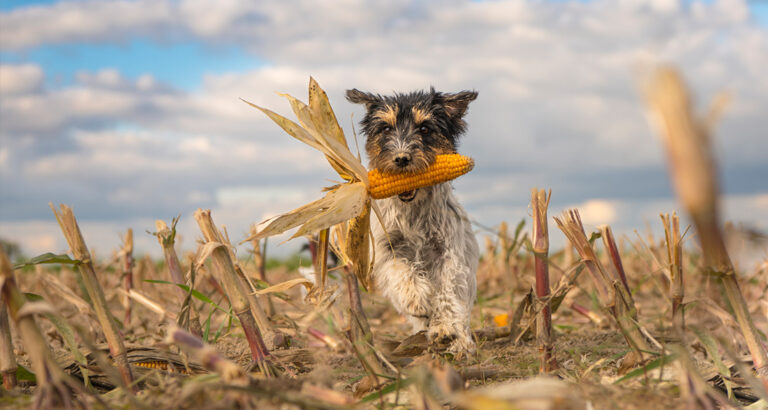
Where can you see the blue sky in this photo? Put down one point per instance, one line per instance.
(130, 111)
(180, 64)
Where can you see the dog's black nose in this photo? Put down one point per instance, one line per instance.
(402, 160)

## Objective:
Add 137 to every coordinate in the answers and write out all of the material above again, keeping every other line unchanged. Leave the pictures out.

## Task answer:
Where can you see the blue sky in this photo? Put down one point per instance, one line per instance.
(267, 248)
(317, 201)
Where can you see the dog's black nose in this photo? Put down one point per instance, one line per instance.
(539, 297)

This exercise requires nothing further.